» **Brano proposto**
☆ ☆ ☆ ☆ ☆

Elezioni Usa, lascia il manager di Trump E il magnate già pensa a un nuovo partito
Un movimento nazionalista nei piani del candidato repubblicano
Si è dimesso il presidente della campagna elettorale di Donald Trump, il controverso Paul Manafort. L’annuncio giunge due giorni dopo la riorganizzazione dello staff di Trump, che aveva fortemente ridimensionato il ruolo di Manafort, noto per essere stato consigliere di diversi autocrati fra cui l’ex presidente ucraino filo russo Viktor Yanukovich.
Gli ingredienti ci sono tutti. Un ricchissimo finanziere (Robert Mercer) con la passione per politiche ultra-conservatrici. Uno specialista di comunicazione (Stephen Bannon) che si è fatto le ossa nei siti antiestablishment della destra, radicalizzandoli sempre più tanto contro i democratici quanto contro i patriarchi repubblicani. E un magnate immobiliare diventato personalità televisiva e adesso fattosi carismatico leader politico (Donald Trump) con indosso il mantello del populismo di destra.
È un triumvirato che forse - anzi probabilmente stando agli attuali sondaggi - non porterà i suoi protagonisti alla Casa Bianca sotto le bandiere del partito che fu di Ronald Reagan e della famiglia Bush. Ma il cui progetto, anche qualora sconfitto alle urne, potrebbe trasformarsi in un disegno di più lungo periodo, se già non lo è. Quello di dar vita a un nuovo movimento nazionalista statunitense, coadiuvato da un inedito impero dei mass media e con per volto un carismatico magnate mai sazio di opportunità di fama e carriera. Un progetto che, insomma, surclassi i Tea Party, la Fox News e i fratelli Koch della storia recente. Che lasci traccia di sé ben oltre l’appuntamento con le urne, mandando all’aria gli eventuali piani di chi pensa che, archiviato Trump, tutto torni alla normalità precedente, tra i repubblicani e nel Paese. E che, nonostante i vituperi riservati all’Europa da simili frange, trovi semmai riconoscibile ispirazione nelle espressioni del populismo che hanno messo radici nel Vecchio Continente.

☆ ☆ ☆ ☆ ☆

» **Materiale**

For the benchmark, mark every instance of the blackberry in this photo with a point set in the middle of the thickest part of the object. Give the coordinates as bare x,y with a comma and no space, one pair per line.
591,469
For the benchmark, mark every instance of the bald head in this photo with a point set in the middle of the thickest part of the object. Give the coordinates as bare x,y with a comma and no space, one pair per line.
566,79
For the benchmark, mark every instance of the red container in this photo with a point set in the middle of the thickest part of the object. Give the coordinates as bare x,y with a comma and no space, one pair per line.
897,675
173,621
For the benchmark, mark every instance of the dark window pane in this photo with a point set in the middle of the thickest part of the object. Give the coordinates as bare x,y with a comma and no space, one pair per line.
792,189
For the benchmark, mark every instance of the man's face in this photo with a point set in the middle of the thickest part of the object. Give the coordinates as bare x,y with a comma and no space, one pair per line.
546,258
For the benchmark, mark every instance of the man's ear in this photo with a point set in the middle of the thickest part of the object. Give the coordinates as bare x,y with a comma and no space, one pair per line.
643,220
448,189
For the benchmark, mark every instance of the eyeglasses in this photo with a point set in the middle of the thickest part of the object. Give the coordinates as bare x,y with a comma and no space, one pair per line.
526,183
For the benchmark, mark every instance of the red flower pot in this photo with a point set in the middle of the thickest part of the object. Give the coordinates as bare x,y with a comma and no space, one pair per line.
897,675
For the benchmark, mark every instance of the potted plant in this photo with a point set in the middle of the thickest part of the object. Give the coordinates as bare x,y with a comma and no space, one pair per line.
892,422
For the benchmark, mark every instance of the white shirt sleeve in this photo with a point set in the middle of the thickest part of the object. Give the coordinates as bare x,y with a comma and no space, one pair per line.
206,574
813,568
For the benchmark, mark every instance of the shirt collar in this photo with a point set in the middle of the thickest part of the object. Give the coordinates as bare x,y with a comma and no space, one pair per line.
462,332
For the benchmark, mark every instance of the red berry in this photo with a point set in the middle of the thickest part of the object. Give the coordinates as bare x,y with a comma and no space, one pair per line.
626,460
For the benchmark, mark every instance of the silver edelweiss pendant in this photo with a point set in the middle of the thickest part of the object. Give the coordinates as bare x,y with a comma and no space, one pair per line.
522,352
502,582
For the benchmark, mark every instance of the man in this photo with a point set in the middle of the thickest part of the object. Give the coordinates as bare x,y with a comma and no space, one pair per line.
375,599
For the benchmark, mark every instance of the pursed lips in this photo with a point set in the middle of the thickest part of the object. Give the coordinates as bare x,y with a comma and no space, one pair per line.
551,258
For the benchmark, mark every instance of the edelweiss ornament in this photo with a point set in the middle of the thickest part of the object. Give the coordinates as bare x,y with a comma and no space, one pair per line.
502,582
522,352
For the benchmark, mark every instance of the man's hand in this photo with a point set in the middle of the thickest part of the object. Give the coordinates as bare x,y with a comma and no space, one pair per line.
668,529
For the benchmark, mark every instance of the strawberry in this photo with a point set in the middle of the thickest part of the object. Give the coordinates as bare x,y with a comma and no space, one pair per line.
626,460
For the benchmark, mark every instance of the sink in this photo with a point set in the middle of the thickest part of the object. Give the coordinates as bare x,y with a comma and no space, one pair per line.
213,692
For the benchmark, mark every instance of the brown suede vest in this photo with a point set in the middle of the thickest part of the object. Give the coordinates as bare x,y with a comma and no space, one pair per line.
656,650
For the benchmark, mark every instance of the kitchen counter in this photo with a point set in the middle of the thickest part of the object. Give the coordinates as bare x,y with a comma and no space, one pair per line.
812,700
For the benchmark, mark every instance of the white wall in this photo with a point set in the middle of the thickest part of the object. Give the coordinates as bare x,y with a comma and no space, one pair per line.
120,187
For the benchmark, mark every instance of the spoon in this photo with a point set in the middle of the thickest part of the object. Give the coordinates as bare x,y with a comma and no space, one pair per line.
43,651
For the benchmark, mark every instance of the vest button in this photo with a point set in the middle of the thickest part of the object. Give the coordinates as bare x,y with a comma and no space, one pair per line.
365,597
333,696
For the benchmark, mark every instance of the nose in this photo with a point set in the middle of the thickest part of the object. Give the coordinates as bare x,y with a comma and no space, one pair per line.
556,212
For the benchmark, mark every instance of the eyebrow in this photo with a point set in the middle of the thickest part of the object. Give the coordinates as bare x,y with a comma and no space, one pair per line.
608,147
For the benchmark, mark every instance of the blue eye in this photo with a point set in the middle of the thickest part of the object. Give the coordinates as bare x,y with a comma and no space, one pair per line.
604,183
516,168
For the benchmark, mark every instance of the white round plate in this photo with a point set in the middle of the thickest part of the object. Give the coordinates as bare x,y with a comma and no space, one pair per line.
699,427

☆ ☆ ☆ ☆ ☆

» **Le sfide**
(a) Trascriva il brano sulle elezioni statunitensi a partire da "Gli ingredienti ci" e proseguendo fino a "populismo di destra.".
(b) Raccolga tutte le righe che contengono la stringa "edelweiss", distinguendo tra maiuscole e minuscole.

» **Le soluzioni**
(a)
Gli ingredienti ci sono tutti. Un ricchissimo finanziere (Robert Mercer) con la passione per politiche ultra-conservatrici. Uno specialista di comunicazione (Stephen Bannon) che si è fatto le ossa nei siti antiestablishment della destra, radicalizzandoli sempre più tanto contro i democratici quanto contro i patriarchi repubblicani. E un magnate immobiliare diventato personalità televisiva e adesso fattosi carismatico leader politico (Donald Trump) con indosso il mantello del populismo di destra.

(b)
For the benchmark, mark every instance of the silver edelweiss pendant in this photo with a point set in the middle of the thickest part of the object. Give the coordinates as bare x,y with a comma and no space, one pair per line.
For the benchmark, mark every instance of the edelweiss ornament in this photo with a point set in the middle of the thickest part of the object. Give the coordinates as bare x,y with a comma and no space, one pair per line.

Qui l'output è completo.